DOCUMENT SECTION>
^^^^^^^^^^^^^^^^
Starting point is 00:55:08 Sure. Yeah. They learn, uh, like for an example and other dogs did it. My dog, once you got real season, if you can picture a drone over a perimeter. Yeah. And you see these big, wide open yards, you know, five, six, seven of them in a block. My dog would go in, automatically at the corners, bisect all of himself. I'd go in, double check, come out, do the next yard.
Starting point is 00:55:35 But my dog would do this. He would do the same yard. And let's say the dog, here's a fence. And there's a shed on the other yard. Yeah. And the guy's hiding in the shed. So we'd come over here and he'd alert, even though the shed's 20 feet away in the next yard, but he can't get to it. Yeah.
Starting point is 00:55:51 Because the fence. He'd be frustrated and without me saying a word, he'd run out and be waiting at the gate. Really? Because he knows I can get to him from the gate. That's how smart they get. Yeah, yeah, I got it. Because you allow them to learn to be a predator, you know, their natural state, which is what they, you know, where they were. Yeah.
Starting point is 00:56:10 Like a wolf or whatever. So, um, yeah. They learn structure. They learn structure. They learn association and they chain those things together and they just become a better animal. Are they on hand? signals yes there's a good point I do there's some units that don't I teach them to follow the hand signals that's a big it's a really good question I teach them to
Starting point is 00:56:30 follow hand signals and the light so light the light in the dark environment like you teach them to like they'll go where you shine a light yes and I like the light there's guys that have experiment with and I have two with the laser but the problem with the laser is dogs don't see very well at night they don't see very like you and I, they need lateral movement. Okay. Like most predatory animals do. Um, they need the back and forth.
^^^^^^^^^^^^^^^^
SHORT PROBLEM 1> Copy the rows word for word, starting with the line containing "Locate the green plant" and going on through the last line of the rows.
^^^^^^^^^^^^^^^^
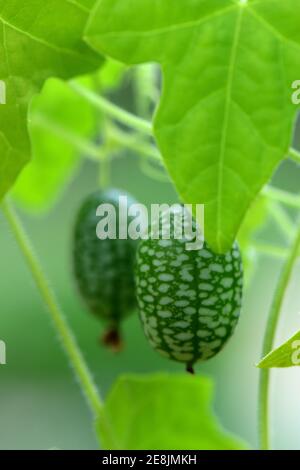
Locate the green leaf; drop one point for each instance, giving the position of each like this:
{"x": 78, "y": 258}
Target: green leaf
{"x": 38, "y": 39}
{"x": 62, "y": 126}
{"x": 256, "y": 216}
{"x": 162, "y": 412}
{"x": 287, "y": 355}
{"x": 226, "y": 116}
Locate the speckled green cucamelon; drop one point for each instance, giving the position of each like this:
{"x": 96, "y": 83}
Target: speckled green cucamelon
{"x": 104, "y": 269}
{"x": 189, "y": 301}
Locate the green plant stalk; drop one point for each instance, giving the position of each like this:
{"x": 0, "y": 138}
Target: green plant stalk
{"x": 282, "y": 219}
{"x": 112, "y": 110}
{"x": 269, "y": 338}
{"x": 68, "y": 341}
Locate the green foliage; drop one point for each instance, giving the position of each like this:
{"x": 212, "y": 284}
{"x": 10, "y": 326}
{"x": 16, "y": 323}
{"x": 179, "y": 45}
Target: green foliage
{"x": 31, "y": 52}
{"x": 287, "y": 355}
{"x": 256, "y": 216}
{"x": 225, "y": 117}
{"x": 162, "y": 411}
{"x": 62, "y": 126}
{"x": 104, "y": 268}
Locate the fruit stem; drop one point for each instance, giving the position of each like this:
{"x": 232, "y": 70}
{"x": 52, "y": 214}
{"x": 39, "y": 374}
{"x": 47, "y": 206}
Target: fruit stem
{"x": 268, "y": 344}
{"x": 114, "y": 111}
{"x": 190, "y": 369}
{"x": 64, "y": 332}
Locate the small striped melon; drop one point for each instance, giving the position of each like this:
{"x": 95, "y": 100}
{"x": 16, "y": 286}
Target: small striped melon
{"x": 189, "y": 301}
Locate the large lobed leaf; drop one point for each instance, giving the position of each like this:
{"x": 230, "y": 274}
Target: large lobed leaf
{"x": 162, "y": 411}
{"x": 38, "y": 39}
{"x": 225, "y": 117}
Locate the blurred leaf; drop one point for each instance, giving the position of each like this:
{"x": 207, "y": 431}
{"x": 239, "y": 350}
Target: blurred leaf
{"x": 155, "y": 412}
{"x": 62, "y": 127}
{"x": 39, "y": 39}
{"x": 222, "y": 127}
{"x": 287, "y": 355}
{"x": 255, "y": 218}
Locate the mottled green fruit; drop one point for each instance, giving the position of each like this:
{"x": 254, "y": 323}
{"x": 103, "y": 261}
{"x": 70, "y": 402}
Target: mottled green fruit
{"x": 104, "y": 269}
{"x": 189, "y": 301}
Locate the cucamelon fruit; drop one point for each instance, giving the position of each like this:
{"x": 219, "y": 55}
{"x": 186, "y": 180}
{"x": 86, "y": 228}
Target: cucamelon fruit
^^^^^^^^^^^^^^^^
SHORT PROBLEM 2> Repeat the dog-training transcript exactly, starting with "Starting point is 00:56:10" and going on through "back and forth.".

FULL OUTPUT 1>
Locate the green plant stalk; drop one point for each instance, giving the position of each like this:
{"x": 0, "y": 138}
Target: green plant stalk
{"x": 282, "y": 219}
{"x": 112, "y": 110}
{"x": 269, "y": 338}
{"x": 68, "y": 341}
Locate the green foliage; drop one point for each instance, giving the position of each like this:
{"x": 212, "y": 284}
{"x": 10, "y": 326}
{"x": 16, "y": 323}
{"x": 179, "y": 45}
Target: green foliage
{"x": 31, "y": 52}
{"x": 287, "y": 355}
{"x": 256, "y": 216}
{"x": 225, "y": 117}
{"x": 162, "y": 411}
{"x": 62, "y": 126}
{"x": 104, "y": 268}
Locate the fruit stem; drop one point for each instance, giving the position of each like this:
{"x": 232, "y": 70}
{"x": 52, "y": 214}
{"x": 39, "y": 374}
{"x": 47, "y": 206}
Target: fruit stem
{"x": 268, "y": 344}
{"x": 114, "y": 111}
{"x": 190, "y": 369}
{"x": 64, "y": 332}
Locate the small striped melon; drop one point for each instance, giving the position of each like this:
{"x": 95, "y": 100}
{"x": 16, "y": 286}
Target: small striped melon
{"x": 189, "y": 301}
Locate the large lobed leaf; drop one point for each instance, giving the position of each like this:
{"x": 230, "y": 274}
Target: large lobed leaf
{"x": 162, "y": 411}
{"x": 38, "y": 39}
{"x": 225, "y": 117}
Locate the blurred leaf; drop one point for each instance, giving the position of each like this:
{"x": 207, "y": 431}
{"x": 239, "y": 350}
Target: blurred leaf
{"x": 155, "y": 412}
{"x": 62, "y": 127}
{"x": 39, "y": 39}
{"x": 222, "y": 127}
{"x": 287, "y": 355}
{"x": 255, "y": 218}
Locate the mottled green fruit; drop one point for each instance, giving the position of each like this:
{"x": 254, "y": 323}
{"x": 103, "y": 261}
{"x": 70, "y": 402}
Target: mottled green fruit
{"x": 104, "y": 269}
{"x": 189, "y": 301}
Locate the cucamelon fruit; drop one point for each instance, giving the position of each like this:
{"x": 219, "y": 55}
{"x": 186, "y": 180}
{"x": 86, "y": 228}
Target: cucamelon fruit

FULL OUTPUT 2>
Starting point is 00:56:10 Like a wolf or whatever. So, um, yeah. They learn structure. They learn structure. They learn association and they chain those things together and they just become a better animal. Are they on hand? signals yes there's a good point I do there's some units that don't I teach them to follow the hand signals that's a big it's a really good question I teach them to
Starting point is 00:56:30 follow hand signals and the light so light the light in the dark environment like you teach them to like they'll go where you shine a light yes and I like the light there's guys that have experiment with and I have two with the laser but the problem with the laser is dogs don't see very well at night they don't see very like you and I, they need lateral movement. Okay. Like most predatory animals do. Um, they need the back and forth.